**DATA EXTRACT**.
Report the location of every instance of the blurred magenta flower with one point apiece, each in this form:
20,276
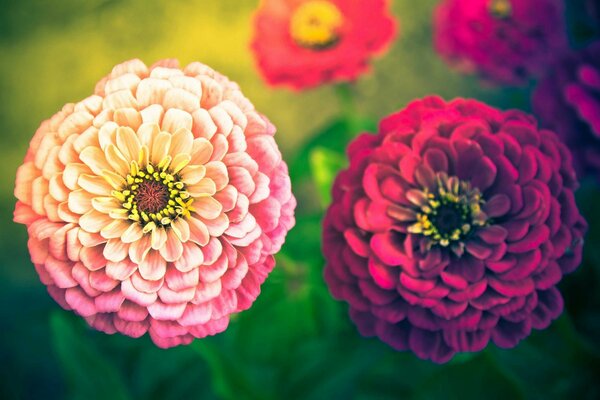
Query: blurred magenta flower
451,227
156,204
567,101
305,43
505,41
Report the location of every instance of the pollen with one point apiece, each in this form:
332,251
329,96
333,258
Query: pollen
448,214
316,24
500,8
154,197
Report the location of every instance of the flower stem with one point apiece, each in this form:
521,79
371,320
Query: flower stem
346,96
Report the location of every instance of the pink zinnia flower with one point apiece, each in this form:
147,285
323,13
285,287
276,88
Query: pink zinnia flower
567,101
451,227
505,41
156,204
305,43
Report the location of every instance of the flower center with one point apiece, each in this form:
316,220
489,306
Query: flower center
500,8
315,24
154,196
449,213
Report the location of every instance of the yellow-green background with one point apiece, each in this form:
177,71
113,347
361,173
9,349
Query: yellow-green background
296,341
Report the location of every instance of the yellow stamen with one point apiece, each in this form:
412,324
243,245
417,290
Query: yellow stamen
316,24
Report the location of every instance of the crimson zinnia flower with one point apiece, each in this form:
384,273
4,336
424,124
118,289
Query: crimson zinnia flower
305,43
568,102
505,41
451,227
155,205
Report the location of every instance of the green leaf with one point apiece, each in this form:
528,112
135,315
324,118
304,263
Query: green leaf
334,137
229,378
325,165
476,379
89,374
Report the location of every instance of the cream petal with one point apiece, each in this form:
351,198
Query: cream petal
126,81
206,187
88,138
152,114
178,280
242,180
115,250
187,83
179,162
94,158
181,229
133,233
71,174
177,98
120,270
181,142
191,258
207,207
159,238
80,201
116,159
107,134
89,239
160,147
120,99
26,173
222,119
134,295
173,248
236,114
92,257
217,171
196,314
39,189
204,127
175,119
134,66
105,204
65,213
115,229
152,91
220,147
201,151
212,91
192,174
139,249
198,231
93,221
146,285
67,153
94,184
128,143
216,227
116,181
146,133
128,117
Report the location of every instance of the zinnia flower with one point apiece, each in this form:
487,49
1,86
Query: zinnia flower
568,102
505,41
156,204
305,43
451,227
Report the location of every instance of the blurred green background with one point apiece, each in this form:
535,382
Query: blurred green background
296,341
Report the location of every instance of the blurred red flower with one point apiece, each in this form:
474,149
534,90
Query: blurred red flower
505,41
305,43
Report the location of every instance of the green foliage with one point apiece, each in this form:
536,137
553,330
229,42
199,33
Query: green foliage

**PROBLEM TO WORK ON**. Copy out each line of the material above that holds the word "foliage".

**ANSWER TO THE PROBLEM**.
Report the location of every instance of the green foliage with one point apiece, each in this form:
Query: green foliage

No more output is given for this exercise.